─── The data ───
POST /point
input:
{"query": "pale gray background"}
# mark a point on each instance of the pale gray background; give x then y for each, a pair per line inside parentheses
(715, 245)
───
### Work to be completed
Retype the entries exactly; leave nothing out.

### Exercise result
POST /point
input:
{"query": "pale gray background"}
# mark a point on each instance of the pale gray background; give x then y for each, a pair per line inside parentheses
(715, 245)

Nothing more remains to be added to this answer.